» **Provided material**:
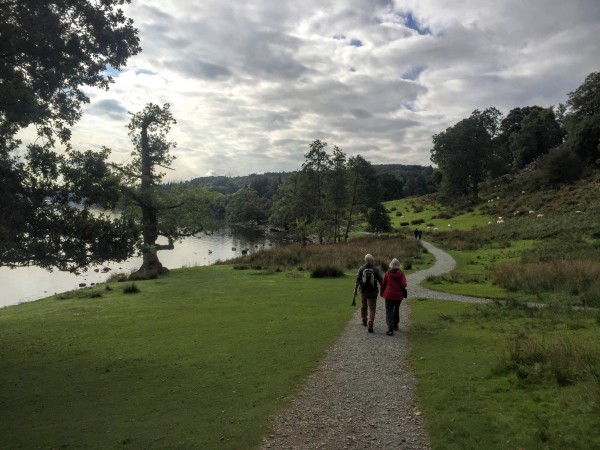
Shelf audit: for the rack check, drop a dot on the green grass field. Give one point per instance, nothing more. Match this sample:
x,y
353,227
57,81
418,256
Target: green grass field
x,y
205,357
200,359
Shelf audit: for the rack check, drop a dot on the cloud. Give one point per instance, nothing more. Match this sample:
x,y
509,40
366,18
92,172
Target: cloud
x,y
109,107
251,84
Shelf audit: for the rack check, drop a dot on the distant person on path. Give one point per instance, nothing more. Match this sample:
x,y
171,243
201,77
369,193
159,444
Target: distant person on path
x,y
393,289
368,277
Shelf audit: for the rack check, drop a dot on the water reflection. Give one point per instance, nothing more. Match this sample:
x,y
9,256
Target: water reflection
x,y
32,283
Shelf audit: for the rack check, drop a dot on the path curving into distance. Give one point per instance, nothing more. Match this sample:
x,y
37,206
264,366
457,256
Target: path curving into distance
x,y
363,393
444,263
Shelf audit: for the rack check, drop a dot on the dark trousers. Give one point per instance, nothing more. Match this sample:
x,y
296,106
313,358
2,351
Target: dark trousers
x,y
392,313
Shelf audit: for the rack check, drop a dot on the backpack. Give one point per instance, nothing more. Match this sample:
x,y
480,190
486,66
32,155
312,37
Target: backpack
x,y
369,281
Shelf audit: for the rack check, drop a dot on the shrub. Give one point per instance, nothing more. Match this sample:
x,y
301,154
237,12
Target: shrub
x,y
326,272
560,166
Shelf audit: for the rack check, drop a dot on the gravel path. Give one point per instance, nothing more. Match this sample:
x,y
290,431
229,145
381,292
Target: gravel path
x,y
362,395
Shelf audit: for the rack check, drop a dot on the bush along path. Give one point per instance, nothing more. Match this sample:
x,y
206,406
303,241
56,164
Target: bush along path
x,y
362,395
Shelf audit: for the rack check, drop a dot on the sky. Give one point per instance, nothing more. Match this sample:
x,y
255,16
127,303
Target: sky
x,y
252,83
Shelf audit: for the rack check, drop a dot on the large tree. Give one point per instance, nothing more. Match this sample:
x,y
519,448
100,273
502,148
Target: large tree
x,y
142,185
463,153
539,132
363,190
582,120
49,51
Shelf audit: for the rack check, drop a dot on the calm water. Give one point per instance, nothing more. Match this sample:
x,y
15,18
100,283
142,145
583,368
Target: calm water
x,y
32,283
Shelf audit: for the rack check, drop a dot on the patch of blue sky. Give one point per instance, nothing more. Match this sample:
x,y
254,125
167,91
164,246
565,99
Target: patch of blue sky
x,y
412,23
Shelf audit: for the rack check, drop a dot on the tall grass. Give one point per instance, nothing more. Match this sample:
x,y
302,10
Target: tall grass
x,y
340,256
484,383
580,277
540,360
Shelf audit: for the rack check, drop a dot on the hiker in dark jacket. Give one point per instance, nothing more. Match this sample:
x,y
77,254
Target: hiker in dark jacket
x,y
368,277
393,288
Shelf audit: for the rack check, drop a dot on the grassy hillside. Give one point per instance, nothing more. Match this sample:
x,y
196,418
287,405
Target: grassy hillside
x,y
531,245
199,359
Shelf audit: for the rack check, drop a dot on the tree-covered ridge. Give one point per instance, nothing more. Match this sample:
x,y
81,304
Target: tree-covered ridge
x,y
558,144
408,180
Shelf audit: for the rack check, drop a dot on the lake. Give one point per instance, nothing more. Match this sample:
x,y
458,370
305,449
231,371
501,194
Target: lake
x,y
32,283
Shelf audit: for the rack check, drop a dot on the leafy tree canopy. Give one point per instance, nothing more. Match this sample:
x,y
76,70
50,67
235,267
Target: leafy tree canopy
x,y
50,50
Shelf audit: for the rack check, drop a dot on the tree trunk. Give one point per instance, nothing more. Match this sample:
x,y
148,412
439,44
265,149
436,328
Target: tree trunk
x,y
151,266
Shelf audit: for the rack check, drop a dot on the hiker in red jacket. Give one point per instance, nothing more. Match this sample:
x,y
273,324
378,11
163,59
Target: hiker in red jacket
x,y
393,289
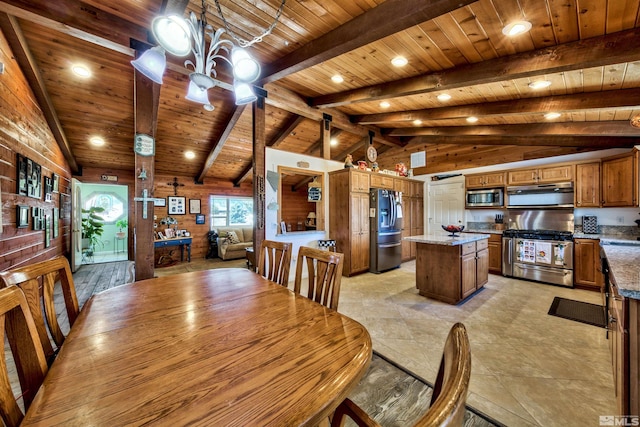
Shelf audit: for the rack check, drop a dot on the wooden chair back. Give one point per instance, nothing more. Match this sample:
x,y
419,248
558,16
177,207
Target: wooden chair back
x,y
449,393
16,320
324,270
37,281
275,261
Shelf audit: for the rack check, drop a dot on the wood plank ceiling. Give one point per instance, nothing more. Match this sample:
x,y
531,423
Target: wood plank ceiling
x,y
589,50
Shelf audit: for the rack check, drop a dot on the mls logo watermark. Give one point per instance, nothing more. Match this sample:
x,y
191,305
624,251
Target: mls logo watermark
x,y
619,420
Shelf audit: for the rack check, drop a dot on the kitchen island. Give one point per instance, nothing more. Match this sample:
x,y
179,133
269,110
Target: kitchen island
x,y
450,269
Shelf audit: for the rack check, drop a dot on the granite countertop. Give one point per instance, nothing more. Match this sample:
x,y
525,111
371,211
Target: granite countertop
x,y
443,238
623,256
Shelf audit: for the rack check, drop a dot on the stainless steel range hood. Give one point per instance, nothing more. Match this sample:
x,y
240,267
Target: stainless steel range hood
x,y
545,196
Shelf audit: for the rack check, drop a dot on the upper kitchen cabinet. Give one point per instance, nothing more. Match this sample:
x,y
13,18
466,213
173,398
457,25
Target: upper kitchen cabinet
x,y
620,180
359,181
587,185
485,180
552,174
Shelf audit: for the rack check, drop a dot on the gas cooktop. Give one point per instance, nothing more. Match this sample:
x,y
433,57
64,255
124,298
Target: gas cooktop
x,y
539,234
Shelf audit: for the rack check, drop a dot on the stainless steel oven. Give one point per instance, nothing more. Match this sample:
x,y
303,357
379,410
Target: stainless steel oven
x,y
539,246
539,256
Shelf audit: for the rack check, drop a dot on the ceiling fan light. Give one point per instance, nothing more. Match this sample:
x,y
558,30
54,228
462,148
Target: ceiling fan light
x,y
197,94
151,63
173,34
245,68
244,93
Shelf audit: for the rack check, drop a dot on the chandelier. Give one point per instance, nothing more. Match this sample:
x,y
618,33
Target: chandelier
x,y
181,37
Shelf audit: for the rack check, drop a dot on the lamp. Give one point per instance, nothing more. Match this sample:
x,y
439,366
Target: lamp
x,y
180,37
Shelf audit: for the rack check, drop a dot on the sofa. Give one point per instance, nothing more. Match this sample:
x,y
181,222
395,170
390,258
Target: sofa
x,y
233,241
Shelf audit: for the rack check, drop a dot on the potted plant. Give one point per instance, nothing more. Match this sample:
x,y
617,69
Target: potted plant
x,y
92,227
121,224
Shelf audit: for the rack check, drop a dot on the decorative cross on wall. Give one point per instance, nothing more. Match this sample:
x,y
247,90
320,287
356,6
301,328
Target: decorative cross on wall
x,y
175,185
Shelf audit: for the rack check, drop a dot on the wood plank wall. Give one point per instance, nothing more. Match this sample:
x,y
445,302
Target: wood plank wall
x,y
24,130
187,188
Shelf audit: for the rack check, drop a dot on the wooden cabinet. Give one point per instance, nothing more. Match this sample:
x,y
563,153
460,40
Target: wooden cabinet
x,y
587,185
587,270
359,181
495,254
620,181
380,180
485,180
540,175
451,273
349,218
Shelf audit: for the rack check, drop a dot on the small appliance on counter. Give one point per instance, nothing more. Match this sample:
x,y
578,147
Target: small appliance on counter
x,y
590,224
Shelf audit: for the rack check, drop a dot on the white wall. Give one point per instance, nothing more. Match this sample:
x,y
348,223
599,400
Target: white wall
x,y
275,158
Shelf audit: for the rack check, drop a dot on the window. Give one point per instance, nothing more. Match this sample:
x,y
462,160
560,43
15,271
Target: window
x,y
226,211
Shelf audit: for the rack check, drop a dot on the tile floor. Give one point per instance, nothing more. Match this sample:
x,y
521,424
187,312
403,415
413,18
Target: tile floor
x,y
528,368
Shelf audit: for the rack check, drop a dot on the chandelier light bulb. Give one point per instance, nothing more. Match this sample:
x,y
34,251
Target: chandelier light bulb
x,y
152,63
173,34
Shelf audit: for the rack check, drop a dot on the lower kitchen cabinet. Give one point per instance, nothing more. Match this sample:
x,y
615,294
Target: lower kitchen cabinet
x,y
587,270
451,273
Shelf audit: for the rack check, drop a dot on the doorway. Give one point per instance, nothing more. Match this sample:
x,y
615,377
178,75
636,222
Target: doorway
x,y
112,244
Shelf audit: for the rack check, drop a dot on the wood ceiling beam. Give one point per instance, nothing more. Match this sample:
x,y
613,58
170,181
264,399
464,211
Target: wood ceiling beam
x,y
616,48
289,126
217,148
599,142
623,98
79,20
611,128
290,101
383,20
13,33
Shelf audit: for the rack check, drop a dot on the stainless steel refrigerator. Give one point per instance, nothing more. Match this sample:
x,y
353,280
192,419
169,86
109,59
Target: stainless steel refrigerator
x,y
386,229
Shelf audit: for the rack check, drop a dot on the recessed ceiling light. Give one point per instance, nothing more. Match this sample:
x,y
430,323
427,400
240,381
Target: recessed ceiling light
x,y
97,141
399,61
516,28
539,84
81,71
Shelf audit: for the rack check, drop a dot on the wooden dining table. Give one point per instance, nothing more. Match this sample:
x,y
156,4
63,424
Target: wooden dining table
x,y
222,347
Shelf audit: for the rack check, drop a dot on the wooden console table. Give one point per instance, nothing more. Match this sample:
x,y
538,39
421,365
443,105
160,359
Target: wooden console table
x,y
177,241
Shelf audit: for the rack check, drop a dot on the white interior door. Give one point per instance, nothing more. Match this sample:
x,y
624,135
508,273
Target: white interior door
x,y
76,222
445,204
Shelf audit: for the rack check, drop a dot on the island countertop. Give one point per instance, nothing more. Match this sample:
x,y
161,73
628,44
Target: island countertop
x,y
443,238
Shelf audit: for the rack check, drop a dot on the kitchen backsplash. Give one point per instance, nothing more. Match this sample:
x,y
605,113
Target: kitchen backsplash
x,y
607,230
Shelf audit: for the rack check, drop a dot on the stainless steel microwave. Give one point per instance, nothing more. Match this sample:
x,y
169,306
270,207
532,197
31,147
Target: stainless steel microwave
x,y
485,197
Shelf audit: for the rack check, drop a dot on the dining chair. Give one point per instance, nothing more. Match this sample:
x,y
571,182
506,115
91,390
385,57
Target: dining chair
x,y
450,390
324,270
29,359
38,281
275,260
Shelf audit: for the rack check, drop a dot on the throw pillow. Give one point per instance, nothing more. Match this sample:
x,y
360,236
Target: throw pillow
x,y
233,237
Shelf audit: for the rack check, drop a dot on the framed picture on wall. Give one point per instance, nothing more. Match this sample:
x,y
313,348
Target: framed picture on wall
x,y
177,205
194,205
22,216
21,178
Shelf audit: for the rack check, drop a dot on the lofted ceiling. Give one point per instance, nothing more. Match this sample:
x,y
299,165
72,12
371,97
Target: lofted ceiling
x,y
588,49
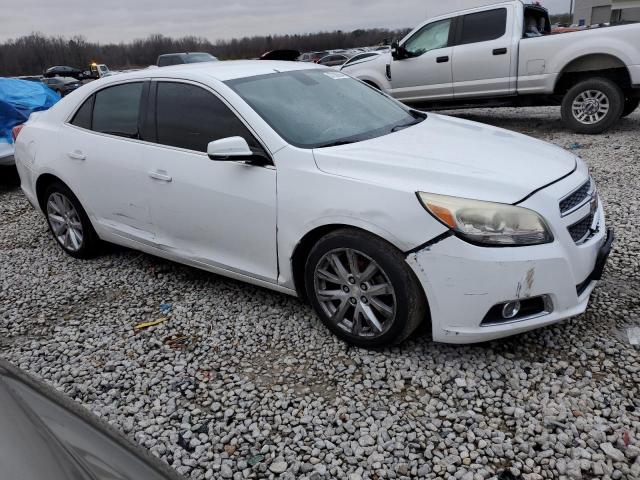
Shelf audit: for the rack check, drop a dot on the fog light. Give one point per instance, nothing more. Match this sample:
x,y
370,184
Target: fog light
x,y
511,309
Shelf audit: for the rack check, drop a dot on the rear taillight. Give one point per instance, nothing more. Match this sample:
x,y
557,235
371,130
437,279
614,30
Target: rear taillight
x,y
15,131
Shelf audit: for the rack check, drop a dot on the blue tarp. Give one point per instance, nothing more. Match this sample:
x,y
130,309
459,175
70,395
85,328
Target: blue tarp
x,y
18,98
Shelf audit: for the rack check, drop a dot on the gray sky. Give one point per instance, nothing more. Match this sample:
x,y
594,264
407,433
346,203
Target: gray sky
x,y
124,20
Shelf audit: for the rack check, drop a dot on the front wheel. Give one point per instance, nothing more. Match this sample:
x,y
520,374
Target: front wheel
x,y
592,106
363,289
630,106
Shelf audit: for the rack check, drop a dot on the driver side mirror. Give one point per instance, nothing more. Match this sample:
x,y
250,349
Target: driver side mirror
x,y
398,52
234,149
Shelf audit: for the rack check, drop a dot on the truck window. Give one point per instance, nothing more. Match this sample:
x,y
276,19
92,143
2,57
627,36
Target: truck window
x,y
483,26
431,36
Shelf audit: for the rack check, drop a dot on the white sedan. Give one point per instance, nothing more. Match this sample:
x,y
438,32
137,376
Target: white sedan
x,y
301,179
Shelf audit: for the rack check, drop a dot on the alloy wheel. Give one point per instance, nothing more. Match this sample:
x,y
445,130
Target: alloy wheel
x,y
355,293
590,107
65,222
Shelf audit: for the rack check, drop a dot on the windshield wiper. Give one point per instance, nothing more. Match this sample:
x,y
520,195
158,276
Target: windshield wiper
x,y
337,143
413,122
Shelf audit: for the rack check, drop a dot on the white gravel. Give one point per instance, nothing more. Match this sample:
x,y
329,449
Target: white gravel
x,y
240,382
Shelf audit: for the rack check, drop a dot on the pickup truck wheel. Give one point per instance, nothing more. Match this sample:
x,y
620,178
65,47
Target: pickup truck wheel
x,y
630,105
592,106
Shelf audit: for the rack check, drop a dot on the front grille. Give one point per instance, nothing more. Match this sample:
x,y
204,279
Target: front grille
x,y
576,198
581,230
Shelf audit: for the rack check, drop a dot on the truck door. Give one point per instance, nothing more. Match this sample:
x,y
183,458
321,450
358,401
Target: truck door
x,y
484,54
423,72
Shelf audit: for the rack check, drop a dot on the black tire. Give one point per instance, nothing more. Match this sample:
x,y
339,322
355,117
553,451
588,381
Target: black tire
x,y
630,106
90,243
613,95
409,301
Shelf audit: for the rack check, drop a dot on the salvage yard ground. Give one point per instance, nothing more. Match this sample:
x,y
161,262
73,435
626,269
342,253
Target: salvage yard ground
x,y
241,382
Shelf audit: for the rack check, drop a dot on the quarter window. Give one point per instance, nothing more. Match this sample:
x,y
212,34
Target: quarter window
x,y
116,110
82,117
190,117
432,36
483,26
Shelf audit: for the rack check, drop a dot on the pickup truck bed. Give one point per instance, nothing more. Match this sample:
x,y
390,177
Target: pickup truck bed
x,y
505,55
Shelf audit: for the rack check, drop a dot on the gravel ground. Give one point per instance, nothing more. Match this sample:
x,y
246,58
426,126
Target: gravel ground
x,y
241,382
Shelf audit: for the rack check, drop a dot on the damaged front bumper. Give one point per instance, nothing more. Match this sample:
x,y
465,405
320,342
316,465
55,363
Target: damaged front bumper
x,y
465,283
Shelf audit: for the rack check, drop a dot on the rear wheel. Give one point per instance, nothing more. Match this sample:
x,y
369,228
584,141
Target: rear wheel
x,y
363,289
69,223
630,106
592,106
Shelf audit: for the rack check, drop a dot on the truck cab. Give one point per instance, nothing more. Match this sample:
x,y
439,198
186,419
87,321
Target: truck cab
x,y
463,54
505,54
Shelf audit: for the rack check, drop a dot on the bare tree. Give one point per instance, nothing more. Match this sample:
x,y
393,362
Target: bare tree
x,y
34,53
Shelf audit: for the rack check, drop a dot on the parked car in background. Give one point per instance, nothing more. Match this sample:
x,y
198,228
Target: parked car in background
x,y
382,216
62,85
62,71
18,100
360,57
31,78
282,54
46,435
505,55
333,60
168,59
312,56
98,70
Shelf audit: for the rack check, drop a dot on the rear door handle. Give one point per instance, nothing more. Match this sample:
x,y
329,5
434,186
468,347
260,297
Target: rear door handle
x,y
160,175
77,155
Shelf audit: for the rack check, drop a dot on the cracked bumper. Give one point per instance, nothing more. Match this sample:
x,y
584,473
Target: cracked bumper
x,y
462,282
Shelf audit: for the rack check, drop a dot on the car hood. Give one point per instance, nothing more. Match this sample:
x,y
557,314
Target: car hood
x,y
450,156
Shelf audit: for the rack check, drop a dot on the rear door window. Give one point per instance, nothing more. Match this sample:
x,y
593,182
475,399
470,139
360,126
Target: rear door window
x,y
190,117
82,117
116,110
483,26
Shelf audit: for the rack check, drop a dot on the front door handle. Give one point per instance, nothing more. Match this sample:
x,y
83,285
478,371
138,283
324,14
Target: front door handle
x,y
77,155
160,175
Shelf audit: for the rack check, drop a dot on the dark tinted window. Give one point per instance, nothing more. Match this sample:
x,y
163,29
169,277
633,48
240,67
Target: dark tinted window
x,y
82,117
190,117
484,26
115,110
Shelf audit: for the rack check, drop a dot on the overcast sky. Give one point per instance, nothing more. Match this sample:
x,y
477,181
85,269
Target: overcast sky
x,y
123,20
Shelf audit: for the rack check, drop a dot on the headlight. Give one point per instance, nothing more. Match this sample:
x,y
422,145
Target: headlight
x,y
488,223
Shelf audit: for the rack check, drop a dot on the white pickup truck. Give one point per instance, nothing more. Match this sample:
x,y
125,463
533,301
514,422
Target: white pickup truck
x,y
505,55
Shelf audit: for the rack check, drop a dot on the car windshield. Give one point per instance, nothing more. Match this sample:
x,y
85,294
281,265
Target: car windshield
x,y
322,108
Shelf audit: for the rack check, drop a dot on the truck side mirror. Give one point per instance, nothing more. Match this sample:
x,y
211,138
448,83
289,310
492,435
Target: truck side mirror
x,y
398,52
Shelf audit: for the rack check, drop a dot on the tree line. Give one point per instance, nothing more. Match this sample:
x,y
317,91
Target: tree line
x,y
34,53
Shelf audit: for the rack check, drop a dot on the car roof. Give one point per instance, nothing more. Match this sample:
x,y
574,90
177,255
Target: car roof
x,y
222,71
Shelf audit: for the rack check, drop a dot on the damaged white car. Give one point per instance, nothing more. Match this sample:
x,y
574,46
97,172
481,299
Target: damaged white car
x,y
301,179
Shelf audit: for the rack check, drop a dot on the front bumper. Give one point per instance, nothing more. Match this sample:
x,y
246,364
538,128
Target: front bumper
x,y
463,282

» **Task goal**: Using the material above, reproduce exactly the line that contains "the dark tinted" and all lines after it through the last one, and only those.

» **Task output**:
Shelf audit: for the rack check, drop a dot on the dark tinted window. Give one point per instance, nothing more. Match this sample:
x,y
163,29
169,277
633,48
240,67
Target: dark tinted window
x,y
82,117
190,117
484,26
115,110
Shelf audit: for the rack check, drop a dot on the overcast sky. Give one point per instance, nothing more. Match this sample:
x,y
477,181
85,269
Target: overcast sky
x,y
123,20
Shelf audit: for the rack check, drop a dot on the headlight. Give one point per instance, nothing more. Match this sample:
x,y
422,145
Target: headlight
x,y
488,223
Shelf audit: for the rack check, drop a dot on the white pickup truck. Give one point per instance, nothing more. Match this sample:
x,y
125,463
533,301
514,422
Target: white pickup truck
x,y
505,55
Shelf audit: for the rack check, drop a dot on the car windshield. Give one point per instance, nothing more. Match this sample:
x,y
85,294
281,265
Target: car windshield
x,y
322,108
Shelf audit: for the rack check, drop a dot on the truck side mirror. Give one point per instance, nothing more. Match this sample:
x,y
211,138
448,83
289,310
492,435
Target: truck side mirror
x,y
398,52
Shelf audit: for the rack check, drop a dot on the tree line. Give one point per instance, nothing more. Match this sample:
x,y
317,91
Target: tree line
x,y
34,53
Shelf audit: for the rack check, drop a dot on the car roof. Give one point per instance, nothing more. Match this sample:
x,y
574,90
177,255
Target: car roof
x,y
222,71
Shelf audit: for the rack check, drop a dot on the damaged white car. Give one point per instance, nothing more. Match this sample:
x,y
574,46
97,172
481,299
Target: damaged white car
x,y
301,179
Shelf audit: for the rack check, drop a dot on the front bumper. Give one point per instance, nothing more. Match this sample:
x,y
246,364
538,128
Target: front bumper
x,y
463,282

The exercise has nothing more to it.